*** Records provided Section Begins ***

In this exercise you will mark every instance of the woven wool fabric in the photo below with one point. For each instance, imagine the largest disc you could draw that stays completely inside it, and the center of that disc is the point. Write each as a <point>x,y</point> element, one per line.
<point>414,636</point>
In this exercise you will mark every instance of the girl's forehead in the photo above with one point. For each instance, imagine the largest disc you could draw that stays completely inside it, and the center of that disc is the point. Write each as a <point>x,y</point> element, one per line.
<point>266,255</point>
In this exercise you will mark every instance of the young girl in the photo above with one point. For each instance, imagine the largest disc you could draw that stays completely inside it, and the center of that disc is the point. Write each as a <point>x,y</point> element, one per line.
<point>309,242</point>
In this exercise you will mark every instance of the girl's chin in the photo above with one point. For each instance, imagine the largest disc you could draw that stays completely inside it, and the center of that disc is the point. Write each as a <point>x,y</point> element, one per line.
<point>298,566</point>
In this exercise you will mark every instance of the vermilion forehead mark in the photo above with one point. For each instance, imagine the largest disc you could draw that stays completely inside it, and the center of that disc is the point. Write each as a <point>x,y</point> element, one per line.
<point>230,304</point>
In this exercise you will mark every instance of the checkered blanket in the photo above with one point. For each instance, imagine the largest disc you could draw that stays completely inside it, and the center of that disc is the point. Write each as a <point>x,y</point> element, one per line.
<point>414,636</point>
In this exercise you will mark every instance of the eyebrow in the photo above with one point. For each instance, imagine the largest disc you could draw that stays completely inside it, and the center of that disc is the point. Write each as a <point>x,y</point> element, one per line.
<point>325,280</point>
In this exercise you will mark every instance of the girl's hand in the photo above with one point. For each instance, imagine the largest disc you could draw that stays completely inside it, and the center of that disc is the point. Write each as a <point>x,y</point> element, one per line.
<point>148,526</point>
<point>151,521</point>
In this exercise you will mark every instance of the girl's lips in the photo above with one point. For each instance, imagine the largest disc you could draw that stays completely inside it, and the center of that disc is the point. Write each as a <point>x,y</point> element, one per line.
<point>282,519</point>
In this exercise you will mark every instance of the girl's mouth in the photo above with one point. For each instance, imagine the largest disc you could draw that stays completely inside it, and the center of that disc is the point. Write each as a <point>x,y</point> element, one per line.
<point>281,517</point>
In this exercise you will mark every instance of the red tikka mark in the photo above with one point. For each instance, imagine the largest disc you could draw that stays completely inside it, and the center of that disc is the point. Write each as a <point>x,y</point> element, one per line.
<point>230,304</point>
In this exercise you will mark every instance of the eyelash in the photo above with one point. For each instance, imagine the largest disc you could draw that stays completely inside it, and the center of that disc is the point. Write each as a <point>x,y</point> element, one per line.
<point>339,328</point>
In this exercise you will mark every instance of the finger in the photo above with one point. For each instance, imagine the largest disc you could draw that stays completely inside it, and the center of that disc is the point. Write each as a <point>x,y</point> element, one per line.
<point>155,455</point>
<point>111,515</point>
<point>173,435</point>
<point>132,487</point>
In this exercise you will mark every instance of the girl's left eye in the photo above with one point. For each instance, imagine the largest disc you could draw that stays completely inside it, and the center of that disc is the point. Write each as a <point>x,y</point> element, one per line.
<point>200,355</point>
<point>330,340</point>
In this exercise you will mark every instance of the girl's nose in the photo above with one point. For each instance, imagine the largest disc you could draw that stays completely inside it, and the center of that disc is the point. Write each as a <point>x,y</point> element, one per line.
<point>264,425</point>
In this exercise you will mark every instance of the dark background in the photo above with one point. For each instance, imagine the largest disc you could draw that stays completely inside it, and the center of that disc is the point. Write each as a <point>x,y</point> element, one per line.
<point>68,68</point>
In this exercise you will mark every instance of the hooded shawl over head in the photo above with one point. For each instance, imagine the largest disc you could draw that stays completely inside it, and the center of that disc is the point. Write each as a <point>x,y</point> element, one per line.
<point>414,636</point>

*** Records provided Section Ends ***

Write out the listing above, keeping every word exactly.

__Exercise result__
In this exercise you will mark every instance of the woven wool fabric in the photo below with one point. For each instance, imagine the largest disc you could draw that stays completely inside it, and the center of that disc is the point. Write each as a <point>x,y</point> element, one per line.
<point>414,636</point>
In this exercise you will mark every instance of the girl's forehead in the photo above with one point. For each instance, imagine the largest disc you could draw that stays completely inside it, and the center of that disc is the point. Write each as a <point>x,y</point> element, one per line.
<point>266,255</point>
In this exercise you will mark every instance of the young girl in the photo above with one point. For each instance, imagine the largest disc you could draw that stays completely inside it, and the center of that disc is the point. Write each as a <point>x,y</point> element, one per line.
<point>309,242</point>
In this exercise you will mark every instance of the girl's chin in the photo above with one point. For each instance, imagine the largest disc you could draw that stays completely inside it, and the center of that disc is the point. Write each as a <point>x,y</point> element, one per line.
<point>298,566</point>
In this exercise you will mark every instance of the vermilion forehead mark in the photo above with one point. For each instance, imagine the largest disc you could draw that stays completely inside it, and the center of that disc is the point. Write each as a <point>x,y</point> element, one per line.
<point>230,304</point>
In this exercise you will mark every instance of the checkered blanket in the photo above with one point. For each instance, imagine the largest disc you could draw that stays completely inside it, and the center of that disc is the point. Write each as a <point>x,y</point> element, one per line.
<point>414,636</point>
In this exercise you will mark every instance of the eyebrow in the photo above with one point. For each instance, imagine the largest disc you could draw that stays completely inside it, and the center of that disc is the point. Write each as a <point>x,y</point> element, one per line.
<point>325,280</point>
In this exercise you will mark every instance of the girl's hand in the photo above with one point. For each instance, imagine the largest disc you could draw that stays completely inside it, and the center of that disc is the point. Write each as a <point>x,y</point> element, one per line.
<point>148,526</point>
<point>151,521</point>
In this exercise you will mark every instance of the girl's lips in the photo above with one point. For each instance, imagine the largest disc you could draw that stays completely inside it, and the center of that disc is the point. Write each as a <point>x,y</point> element, one per line.
<point>282,519</point>
In this exercise you will mark every instance of the girl's mouth in the photo above with one point. For each instance, imagine the largest disc you could draw that stays completely inside it, and the center of that disc is the point. Write each as a <point>x,y</point> element, one per line.
<point>281,517</point>
In this exercise you will mark every instance of the red tikka mark in the photo above with one point. For each instance, imagine the largest disc you could draw that stays completely inside it, and the center of that disc is the point. Write each as a <point>x,y</point> element, one per line.
<point>230,304</point>
In this exercise you will mark every instance of the eyelash in the photo above with one point. For each instance, imagine the largest disc you could draw that stays completely inside it, and the center of that disc is the point. Write each as a <point>x,y</point> element, one per line.
<point>339,328</point>
In this exercise you will mark every instance of the finger in the photo above with one point. For each instance, imagine the largest disc you could draw that stays completely inside it, and the center of that disc is the point. Write each as a <point>x,y</point> element, one per line.
<point>155,455</point>
<point>111,515</point>
<point>173,435</point>
<point>132,487</point>
In this exercise you will mark every instance of the girl's left eye in the photo above with one point. For each instance, imagine the largest disc you could draw that stays completely inside it, and the center of that disc is the point. Write each as a <point>x,y</point> element, one per line.
<point>200,355</point>
<point>330,340</point>
In this exercise you will mark every instance of the girl's nose in the photo above with one point. For each instance, imagine the largest disc you could draw that stays completely inside it, and the center of that disc is the point. Write each as a <point>x,y</point> element, one per line.
<point>264,425</point>
In this exercise you will mark every instance of the dark background in the photo above with one point. For each instance, imagine the largest disc you could draw that stays completely inside it, and the center of that disc is the point. Write each as a <point>x,y</point> element, one per line.
<point>68,68</point>
In this exercise you will mark every instance of the hooded shawl over head in the photo above with one point. For each instance, imagine the largest disc you could draw that stays completely inside it, and the center of that disc is the point. Write each as a <point>x,y</point> element, one per line.
<point>414,636</point>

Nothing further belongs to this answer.